● **What to work on**
Once the images are set aside, output the listing exactly as it stands.

● **Data to process**
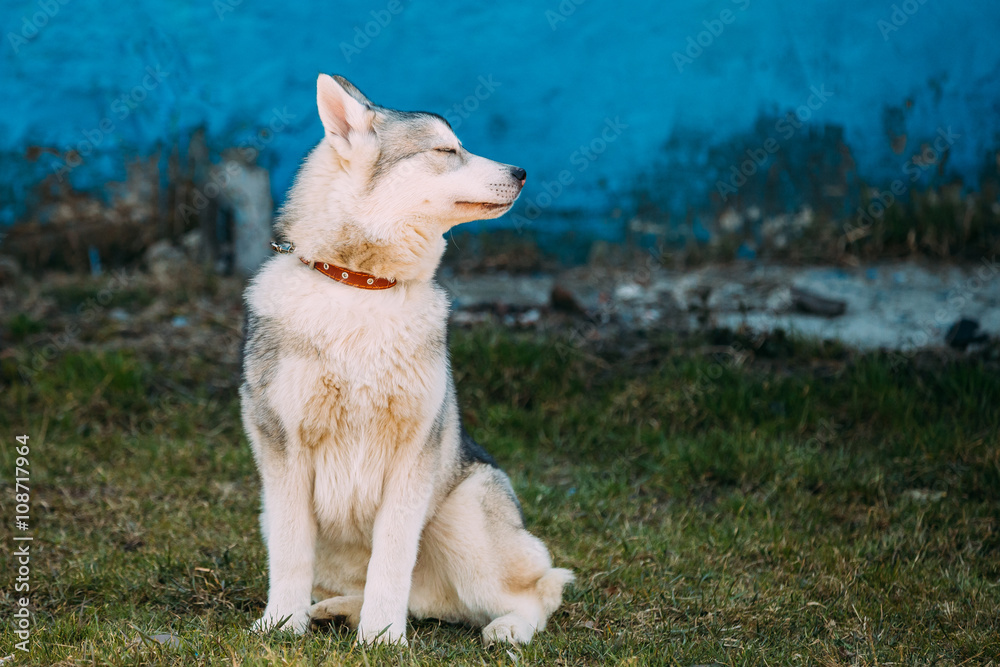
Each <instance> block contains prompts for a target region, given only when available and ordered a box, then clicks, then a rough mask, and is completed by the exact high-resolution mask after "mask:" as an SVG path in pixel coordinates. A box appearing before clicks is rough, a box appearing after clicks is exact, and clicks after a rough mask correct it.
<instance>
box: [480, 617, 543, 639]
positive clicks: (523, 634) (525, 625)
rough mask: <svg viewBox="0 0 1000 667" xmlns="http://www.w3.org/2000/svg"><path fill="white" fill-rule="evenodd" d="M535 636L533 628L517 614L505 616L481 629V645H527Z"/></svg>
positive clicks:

● **Answer box**
Each <instance> block contains prompts for a target region, given only when available and ordered a box, then clicks, then a rough mask, and is completed by the exact high-resolution mask after "mask:" as an SVG path in pixel coordinates. A box appearing before clicks is rough, a box appearing after clicks is exact, and clicks after a rough mask correct it.
<instance>
box: [480, 617, 543, 639]
positive clicks: (523, 634) (525, 625)
rough mask: <svg viewBox="0 0 1000 667" xmlns="http://www.w3.org/2000/svg"><path fill="white" fill-rule="evenodd" d="M535 636L533 628L517 614L505 616L481 629V645H527Z"/></svg>
positive clicks:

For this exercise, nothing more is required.